** Start DOCUMENT EXCERPT **
[kwlug disc.] how long would it take you to learn threads programming?

R. Brent Clements rbclemen at gmail.com
Tue Apr 22 13:45:03 EDT 2008


I remember I spent about a week or so studying the theory of
concurrent processing, covering both multithreaded and and large scale
parallel.  The practical was a single afternoon lab exercise.

Brent

On Tue, Apr 22, 2008 at 11:01 AM, Andrew Kohlsmith (lists)
<aklists at mixdown.ca> wrote:
> On April 22, 2008 10:12:12 am Robert P. J. Day wrote:
>  >   i've been asked about the possibility of teaching a course in
>  > pthreads programming in linux and, since i already have some material
>  > lying around on the topic, i'm at least going to put together a
>  > proposal for such a course.  the question is -- how long should such a
>  > course take?
>
>  You could have the basics done in under a day, but the real devil is not in
>  the pthreads API or even in understand the concept of a bunch of "processes"
>  running around in the same memory space (which always reminds me of "ein
>  volk, ein Reich, ein Führer"), it's in the devilish details of multithreaded
>  programming.
>
>
>  >   anyone here have an opinion?  anyone ever take such a course?
>  > anyone who's an accomplished threads programmer have an idea of what
>  > *they* would consider an appropriate time frame?  i mean, i have no
>  > objection to getting paid for 3 or 4 days of training, but not if i
>  > have to fill a lot of that time with empty space just to drag it out.
>
>  I guess it all comes down to your target audience; if they're competent
>  programmers, you could probably hit 3 days because you'd spend two of them on
>  scheduling options, concurrent access (locking and lockless), priority
>  inversion and things that trip up even experienced programmers once you throw
>  the multiple execution wrench into the machine.  You could come up with a
>  bunch of examples to run through and let THEM hit the obvious bugs and work
>  through them as a group instead of just telling them about the pitfalls...
** End DOCUMENT EXCERPT **
Edit the mailing list post about learning threads programming by writing it again from "R. Brent Clements" up to and including "afternoon lab exercise.", replacing "afternoon" with "morning".
** Start DATA LINES **
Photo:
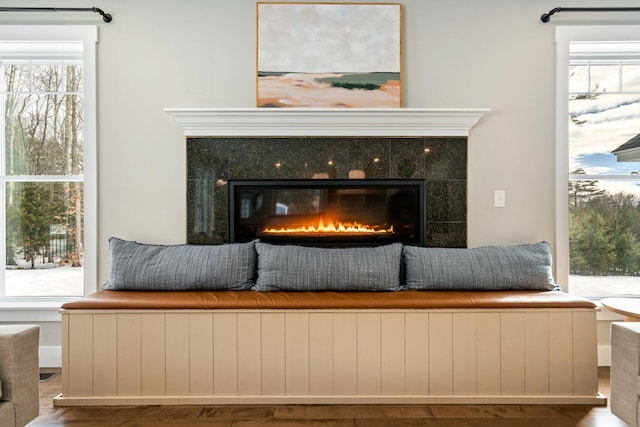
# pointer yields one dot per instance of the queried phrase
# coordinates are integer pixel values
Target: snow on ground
(47, 282)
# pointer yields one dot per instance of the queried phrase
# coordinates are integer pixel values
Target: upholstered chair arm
(19, 371)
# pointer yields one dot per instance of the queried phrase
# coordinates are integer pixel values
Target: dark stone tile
(446, 201)
(447, 235)
(407, 158)
(369, 155)
(327, 158)
(207, 158)
(246, 156)
(445, 158)
(283, 158)
(213, 161)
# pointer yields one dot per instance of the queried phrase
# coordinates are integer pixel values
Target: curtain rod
(105, 16)
(547, 16)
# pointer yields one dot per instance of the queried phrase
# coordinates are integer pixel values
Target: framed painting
(329, 55)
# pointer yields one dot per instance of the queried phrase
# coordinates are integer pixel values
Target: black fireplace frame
(417, 185)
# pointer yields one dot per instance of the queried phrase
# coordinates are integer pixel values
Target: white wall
(201, 53)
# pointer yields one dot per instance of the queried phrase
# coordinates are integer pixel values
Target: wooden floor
(327, 415)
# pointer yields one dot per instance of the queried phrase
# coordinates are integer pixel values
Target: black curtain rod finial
(106, 17)
(547, 16)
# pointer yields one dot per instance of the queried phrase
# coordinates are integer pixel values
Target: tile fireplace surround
(429, 144)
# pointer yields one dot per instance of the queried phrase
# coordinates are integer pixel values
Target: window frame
(563, 36)
(88, 35)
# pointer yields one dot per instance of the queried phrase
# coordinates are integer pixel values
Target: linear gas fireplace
(323, 212)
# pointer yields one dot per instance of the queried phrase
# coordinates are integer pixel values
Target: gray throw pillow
(489, 268)
(299, 268)
(141, 267)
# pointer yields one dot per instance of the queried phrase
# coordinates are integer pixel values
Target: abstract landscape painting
(329, 55)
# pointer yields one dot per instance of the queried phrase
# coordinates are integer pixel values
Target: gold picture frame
(329, 55)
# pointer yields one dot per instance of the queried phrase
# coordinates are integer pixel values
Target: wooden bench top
(209, 300)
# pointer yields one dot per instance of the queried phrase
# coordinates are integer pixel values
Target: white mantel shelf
(326, 121)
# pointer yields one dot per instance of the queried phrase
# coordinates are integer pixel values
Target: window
(48, 164)
(598, 211)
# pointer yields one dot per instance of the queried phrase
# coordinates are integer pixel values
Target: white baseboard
(50, 356)
(604, 355)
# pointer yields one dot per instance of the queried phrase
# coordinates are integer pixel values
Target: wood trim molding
(326, 121)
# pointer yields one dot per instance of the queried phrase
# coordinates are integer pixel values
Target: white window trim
(563, 36)
(88, 34)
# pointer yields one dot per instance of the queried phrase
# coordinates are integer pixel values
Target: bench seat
(247, 347)
(251, 300)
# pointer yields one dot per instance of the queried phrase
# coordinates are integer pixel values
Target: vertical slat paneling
(369, 367)
(273, 354)
(512, 354)
(105, 355)
(129, 355)
(249, 363)
(297, 354)
(440, 354)
(417, 354)
(153, 366)
(464, 354)
(80, 355)
(585, 354)
(561, 353)
(488, 354)
(201, 354)
(321, 354)
(345, 357)
(177, 330)
(64, 375)
(392, 354)
(536, 369)
(225, 354)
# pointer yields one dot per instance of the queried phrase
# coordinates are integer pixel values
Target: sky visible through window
(604, 113)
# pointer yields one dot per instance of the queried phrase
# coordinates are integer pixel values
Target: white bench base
(438, 356)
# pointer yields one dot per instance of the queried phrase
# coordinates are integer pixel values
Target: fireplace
(228, 144)
(327, 212)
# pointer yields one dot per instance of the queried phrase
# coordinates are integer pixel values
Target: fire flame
(330, 228)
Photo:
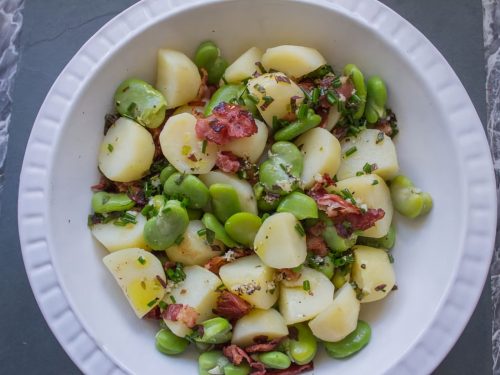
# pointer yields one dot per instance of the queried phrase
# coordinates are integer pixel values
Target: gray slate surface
(26, 344)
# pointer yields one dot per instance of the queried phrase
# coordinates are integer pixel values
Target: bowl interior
(426, 252)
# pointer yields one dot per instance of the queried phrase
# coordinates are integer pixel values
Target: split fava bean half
(141, 102)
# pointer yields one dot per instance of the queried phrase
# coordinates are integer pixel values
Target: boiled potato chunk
(371, 190)
(298, 304)
(372, 147)
(242, 187)
(373, 272)
(340, 318)
(136, 272)
(177, 78)
(183, 149)
(256, 323)
(194, 249)
(244, 66)
(279, 242)
(199, 291)
(321, 151)
(116, 237)
(126, 152)
(249, 147)
(252, 280)
(278, 89)
(294, 61)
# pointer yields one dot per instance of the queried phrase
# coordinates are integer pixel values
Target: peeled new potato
(373, 272)
(372, 147)
(257, 323)
(340, 318)
(194, 249)
(137, 271)
(116, 237)
(244, 66)
(278, 242)
(242, 187)
(252, 280)
(294, 61)
(371, 190)
(126, 152)
(183, 149)
(199, 291)
(278, 87)
(321, 151)
(177, 77)
(297, 304)
(249, 147)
** End DATA LINES **
### OUTPUT FOR THIS TASK:
R. Brent Clements rbclemen at gmail.com
Tue Apr 22 13:45:03 EDT 2008


I remember I spent about a week or so studying the theory of
concurrent processing, covering both multithreaded and and large scale
parallel.  The practical was a single morning lab exercise.